- **Given records**:
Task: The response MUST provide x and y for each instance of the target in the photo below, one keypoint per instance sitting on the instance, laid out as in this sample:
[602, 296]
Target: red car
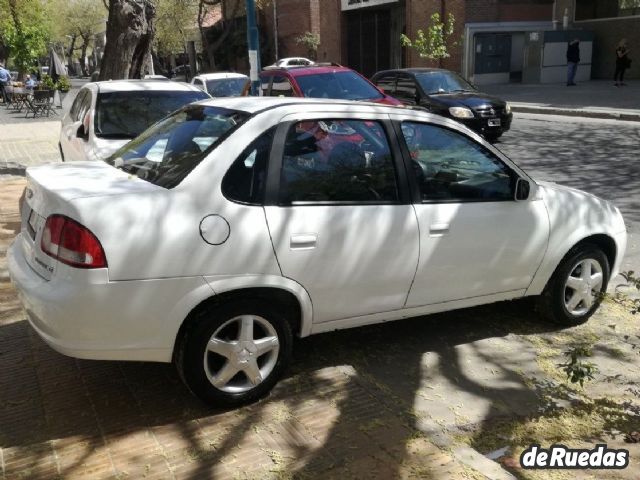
[321, 81]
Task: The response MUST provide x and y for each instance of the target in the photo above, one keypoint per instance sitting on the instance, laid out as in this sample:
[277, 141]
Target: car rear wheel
[575, 291]
[233, 354]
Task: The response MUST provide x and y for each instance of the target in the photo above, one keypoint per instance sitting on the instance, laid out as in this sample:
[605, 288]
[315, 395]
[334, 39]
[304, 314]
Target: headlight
[460, 112]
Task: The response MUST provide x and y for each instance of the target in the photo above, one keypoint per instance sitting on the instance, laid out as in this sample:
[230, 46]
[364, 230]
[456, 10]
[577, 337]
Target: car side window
[85, 106]
[337, 161]
[281, 87]
[406, 88]
[75, 107]
[245, 181]
[452, 167]
[387, 83]
[264, 85]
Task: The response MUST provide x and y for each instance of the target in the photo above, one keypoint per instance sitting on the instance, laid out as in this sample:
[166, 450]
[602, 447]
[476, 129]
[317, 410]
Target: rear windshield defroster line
[168, 151]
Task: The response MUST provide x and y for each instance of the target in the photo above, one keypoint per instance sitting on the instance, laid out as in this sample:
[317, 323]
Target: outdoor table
[19, 97]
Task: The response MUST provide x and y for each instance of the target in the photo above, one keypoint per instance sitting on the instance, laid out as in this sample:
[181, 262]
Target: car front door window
[337, 161]
[451, 167]
[281, 87]
[338, 227]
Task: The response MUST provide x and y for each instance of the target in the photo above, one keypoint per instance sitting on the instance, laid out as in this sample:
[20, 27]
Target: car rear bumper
[81, 314]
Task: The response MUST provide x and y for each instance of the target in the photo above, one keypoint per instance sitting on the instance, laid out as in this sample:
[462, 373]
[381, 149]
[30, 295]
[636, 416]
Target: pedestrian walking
[573, 58]
[5, 80]
[622, 63]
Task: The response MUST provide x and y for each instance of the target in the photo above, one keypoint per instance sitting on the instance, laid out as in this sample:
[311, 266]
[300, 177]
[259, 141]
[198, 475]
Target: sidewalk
[595, 99]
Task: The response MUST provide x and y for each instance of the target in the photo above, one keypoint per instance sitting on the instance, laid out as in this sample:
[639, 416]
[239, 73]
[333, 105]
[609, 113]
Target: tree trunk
[72, 47]
[130, 31]
[83, 58]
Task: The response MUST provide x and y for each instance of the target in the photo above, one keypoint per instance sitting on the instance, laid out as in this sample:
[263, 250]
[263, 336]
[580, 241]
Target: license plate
[33, 223]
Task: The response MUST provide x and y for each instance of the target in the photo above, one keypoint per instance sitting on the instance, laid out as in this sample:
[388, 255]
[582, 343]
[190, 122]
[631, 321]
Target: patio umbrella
[56, 67]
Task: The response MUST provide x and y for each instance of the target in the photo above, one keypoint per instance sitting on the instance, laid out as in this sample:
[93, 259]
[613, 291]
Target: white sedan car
[106, 115]
[222, 84]
[233, 226]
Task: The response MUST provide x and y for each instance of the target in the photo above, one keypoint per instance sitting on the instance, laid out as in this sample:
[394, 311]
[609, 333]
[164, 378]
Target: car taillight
[71, 243]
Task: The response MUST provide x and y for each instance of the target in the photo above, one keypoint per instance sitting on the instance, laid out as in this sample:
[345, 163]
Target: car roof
[412, 70]
[137, 85]
[219, 75]
[256, 104]
[298, 71]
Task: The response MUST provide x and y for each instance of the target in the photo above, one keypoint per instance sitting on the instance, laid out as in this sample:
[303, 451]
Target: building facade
[497, 41]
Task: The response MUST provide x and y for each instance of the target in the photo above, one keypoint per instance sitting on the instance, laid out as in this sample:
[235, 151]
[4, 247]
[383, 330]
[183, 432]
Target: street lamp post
[254, 47]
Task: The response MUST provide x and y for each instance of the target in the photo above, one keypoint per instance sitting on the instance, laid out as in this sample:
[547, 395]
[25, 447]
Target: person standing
[622, 63]
[5, 79]
[573, 58]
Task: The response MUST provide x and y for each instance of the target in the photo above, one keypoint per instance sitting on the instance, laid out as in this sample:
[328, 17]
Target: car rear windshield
[167, 152]
[226, 87]
[443, 82]
[127, 114]
[342, 85]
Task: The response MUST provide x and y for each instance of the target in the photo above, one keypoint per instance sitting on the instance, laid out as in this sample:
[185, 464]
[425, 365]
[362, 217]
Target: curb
[631, 116]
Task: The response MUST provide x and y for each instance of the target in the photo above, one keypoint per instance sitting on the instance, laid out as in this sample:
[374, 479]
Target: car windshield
[167, 152]
[127, 114]
[443, 82]
[342, 85]
[226, 87]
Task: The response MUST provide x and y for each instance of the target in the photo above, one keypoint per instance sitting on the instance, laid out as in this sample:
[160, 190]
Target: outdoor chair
[37, 104]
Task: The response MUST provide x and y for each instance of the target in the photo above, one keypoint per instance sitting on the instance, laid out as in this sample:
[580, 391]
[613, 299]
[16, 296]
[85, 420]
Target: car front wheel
[234, 354]
[575, 291]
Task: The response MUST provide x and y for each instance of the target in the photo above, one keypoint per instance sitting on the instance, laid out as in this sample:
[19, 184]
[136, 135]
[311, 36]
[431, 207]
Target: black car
[448, 94]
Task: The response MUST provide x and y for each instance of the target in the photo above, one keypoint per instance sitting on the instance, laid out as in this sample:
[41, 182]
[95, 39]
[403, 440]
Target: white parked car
[291, 62]
[233, 226]
[106, 115]
[222, 84]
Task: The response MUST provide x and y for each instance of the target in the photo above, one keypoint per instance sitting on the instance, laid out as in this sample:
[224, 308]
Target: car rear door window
[406, 88]
[281, 87]
[245, 181]
[387, 83]
[264, 85]
[451, 167]
[337, 161]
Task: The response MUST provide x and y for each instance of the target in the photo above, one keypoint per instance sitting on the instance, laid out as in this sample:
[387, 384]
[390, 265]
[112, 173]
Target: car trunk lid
[53, 188]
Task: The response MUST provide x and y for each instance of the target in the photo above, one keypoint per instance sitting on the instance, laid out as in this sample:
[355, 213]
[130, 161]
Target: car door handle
[438, 229]
[304, 241]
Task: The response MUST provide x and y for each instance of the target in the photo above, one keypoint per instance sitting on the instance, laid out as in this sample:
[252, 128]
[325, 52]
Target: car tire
[570, 284]
[229, 338]
[492, 137]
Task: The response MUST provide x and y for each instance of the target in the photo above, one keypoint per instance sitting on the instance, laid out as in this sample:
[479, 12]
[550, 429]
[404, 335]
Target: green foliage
[176, 22]
[311, 41]
[436, 42]
[24, 30]
[46, 82]
[64, 84]
[577, 369]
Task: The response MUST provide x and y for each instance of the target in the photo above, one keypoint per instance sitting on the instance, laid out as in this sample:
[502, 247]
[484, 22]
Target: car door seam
[415, 273]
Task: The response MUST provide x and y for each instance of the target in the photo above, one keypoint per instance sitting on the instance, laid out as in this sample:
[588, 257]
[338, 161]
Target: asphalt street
[595, 155]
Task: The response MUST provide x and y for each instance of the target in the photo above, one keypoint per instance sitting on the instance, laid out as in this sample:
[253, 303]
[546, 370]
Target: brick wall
[508, 10]
[329, 23]
[607, 34]
[418, 13]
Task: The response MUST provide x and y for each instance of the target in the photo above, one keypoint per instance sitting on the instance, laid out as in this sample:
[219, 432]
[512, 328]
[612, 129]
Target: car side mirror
[83, 129]
[522, 189]
[80, 132]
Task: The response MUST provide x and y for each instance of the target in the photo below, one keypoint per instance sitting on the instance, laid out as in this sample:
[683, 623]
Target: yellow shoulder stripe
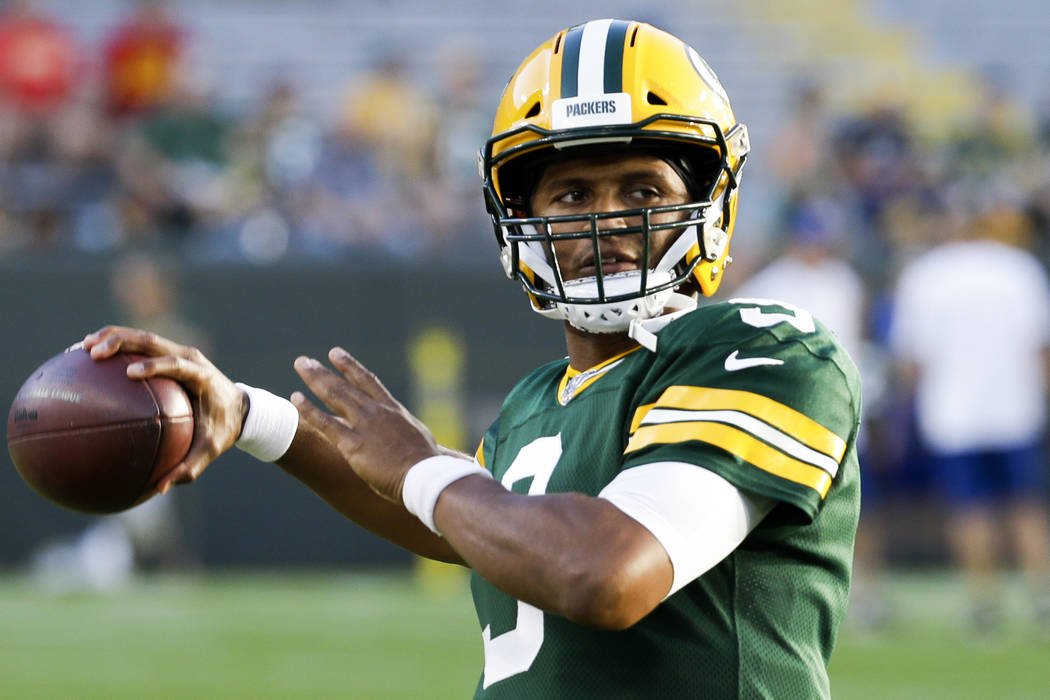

- **Exercise instructions**: Copy each line of the rows above that contains the string "front", taking case into account.

- **Output of the task**:
Target: car front door window
Target: car front wheel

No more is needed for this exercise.